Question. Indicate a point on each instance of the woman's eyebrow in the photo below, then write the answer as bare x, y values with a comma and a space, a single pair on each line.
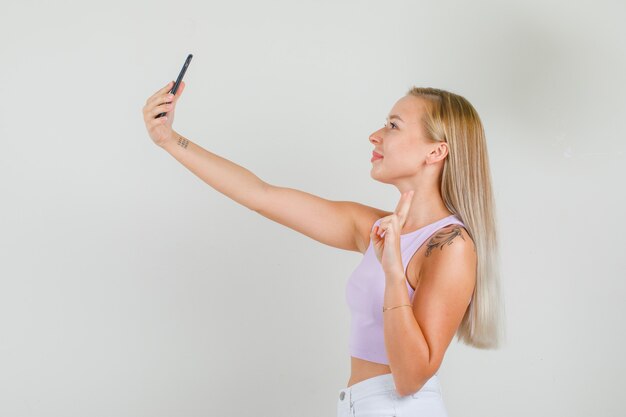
395, 116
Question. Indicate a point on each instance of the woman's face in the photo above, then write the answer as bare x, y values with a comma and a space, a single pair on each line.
401, 142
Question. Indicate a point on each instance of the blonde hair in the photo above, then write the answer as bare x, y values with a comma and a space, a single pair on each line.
467, 192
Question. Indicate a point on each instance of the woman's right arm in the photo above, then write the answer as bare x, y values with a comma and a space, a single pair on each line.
230, 179
341, 224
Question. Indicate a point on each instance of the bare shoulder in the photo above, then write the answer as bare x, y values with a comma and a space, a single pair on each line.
365, 217
446, 236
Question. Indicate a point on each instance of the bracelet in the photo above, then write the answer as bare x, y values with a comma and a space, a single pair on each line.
390, 308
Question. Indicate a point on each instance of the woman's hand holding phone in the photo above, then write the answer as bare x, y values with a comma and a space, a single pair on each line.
160, 128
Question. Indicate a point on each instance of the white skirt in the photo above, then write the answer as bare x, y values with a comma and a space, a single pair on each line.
377, 397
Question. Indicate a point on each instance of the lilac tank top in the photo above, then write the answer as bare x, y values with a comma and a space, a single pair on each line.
365, 291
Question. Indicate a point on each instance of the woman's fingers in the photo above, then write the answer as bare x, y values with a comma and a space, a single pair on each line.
161, 91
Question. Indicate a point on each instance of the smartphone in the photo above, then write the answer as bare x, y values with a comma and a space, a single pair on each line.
181, 74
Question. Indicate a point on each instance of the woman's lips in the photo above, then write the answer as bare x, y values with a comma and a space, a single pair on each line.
376, 156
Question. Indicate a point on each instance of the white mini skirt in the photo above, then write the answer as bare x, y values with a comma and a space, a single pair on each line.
377, 397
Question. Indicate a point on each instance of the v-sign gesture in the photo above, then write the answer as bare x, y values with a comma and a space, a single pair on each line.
387, 247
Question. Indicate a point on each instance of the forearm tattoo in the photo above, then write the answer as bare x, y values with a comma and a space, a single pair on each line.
183, 142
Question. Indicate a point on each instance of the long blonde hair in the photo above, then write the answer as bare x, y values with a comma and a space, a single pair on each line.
467, 192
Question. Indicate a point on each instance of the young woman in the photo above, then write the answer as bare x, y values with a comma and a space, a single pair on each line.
429, 268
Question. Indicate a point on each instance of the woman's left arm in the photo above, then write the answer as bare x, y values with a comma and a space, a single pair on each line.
416, 338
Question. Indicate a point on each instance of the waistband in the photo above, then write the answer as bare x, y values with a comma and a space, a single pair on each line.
383, 383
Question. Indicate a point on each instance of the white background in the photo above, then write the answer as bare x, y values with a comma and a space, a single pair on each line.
129, 287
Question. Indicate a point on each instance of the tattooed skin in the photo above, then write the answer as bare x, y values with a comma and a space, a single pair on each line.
183, 142
443, 237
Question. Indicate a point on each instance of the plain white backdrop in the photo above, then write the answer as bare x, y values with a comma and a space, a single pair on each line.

+++

_Your objective_. Could you rewrite all of the material above with every "photo" swapped for "image" and nothing else changed, leaving the pictures out?

_Solution to this task_.
Question. Indicate a point on each instance of the woman's eyebrow in the image below, then write the answer as bare x, y values with a comma and a space, a single pair on each line.
395, 116
Question. Indicate a point on each instance of the woman's face in the image above, then write the answer as bare x, y values with a comma and a space, a single pair on each line.
401, 142
Question. Indicate a point on each instance of the blonde hair in the image above, then write the answer as bare x, y values with a comma and a space, a single pair on each line.
467, 192
Question. Indicate a point on each instance of the woman's right arm in the image above, then write the answer as bare x, y values with a comma and a space, a single pair on each line.
230, 179
341, 224
Question. Indicate a point on each instance of the bare shoulder in the image above, then write the answer as bare x, y values with a comma and a space, a single pair on each line.
365, 217
446, 236
Question. Indicate a point on each instance of the bracelet in the image above, then write the answer as bare x, y values with a comma and a space, a single pair on each line.
390, 308
Question. Indicate a point on each instance of the woman's hand holding phone in the image above, then write the answer as bare x, y values with a comma and a space, a single pair on each line.
160, 128
Question. Indicate a point on each instance of the white skirt in the image above, then write the answer as bare x, y values with a comma and a space, a single pair on each line.
377, 397
Question. Indicate a point on each instance of the lilac tank top in the image above, then write the answer as bare x, y values with a comma and a space, a single pair on each line.
365, 291
Question. Indicate a point on each instance of the woman's fingers in the image above, then write the answer as bare x, y values with a comma and a space, a single pair on each line.
161, 91
Question. Indicate a point on each instance of the smartphone in the image above, then write the answer as bare x, y values with a comma and a space, a single pair on each line.
181, 74
Question. Indicate a point on each instance of the woman's lips in the image above, then write the answer as bare x, y values with a comma and a space, a single pair on each line.
376, 156
Question. Indicate a point on each instance of the white mini skirt in the image above, then write the answer as bare x, y values with a comma and a space, a single pair on each line.
377, 397
Question. Indicate a point on each instance of the v-sign gesture in the image above, then write the answer as bare x, y values with a comma and a space, a single pair on each line.
387, 247
Question. Indicate a point on each instance of the forearm tattoo in the image above, then write the answer as bare x, y values with a comma and a space, a single pair on each line.
183, 142
Question. Indicate a point on each instance of the long blonde hair in the image above, then write the answer as bare x, y values with a comma and a space, a single pair on each line.
467, 192
Question. Indicate a point on each instance of the young woman in the image above, then write the answer as bare x, y values with a comma and a space, a single pair on each line.
429, 268
Question. Indicate a point on each instance of the woman's left arm in the image above, then write the answer as bare x, y values with a comma and a space, a single pair on each line.
416, 338
Question. Indicate a point on each instance of the waistband in the image above, then write the answer as bare x, y values with a comma and a space, a single pair on each line.
383, 383
Question. Indicate a point on each instance of the white background in the image above, then write the answer as bare x, y values with a comma and a space, a single pair on each line.
129, 287
Question. Indicate a point on each instance of the tattooed skin in the image above, then write the answer as bare x, y values with a comma and a space, a single pair on each line.
183, 142
443, 237
Question. Indicate a point on each instance of the plain white backdrop in the image above, then write the answer as bare x, y values with a comma and a space, a single pair on each line.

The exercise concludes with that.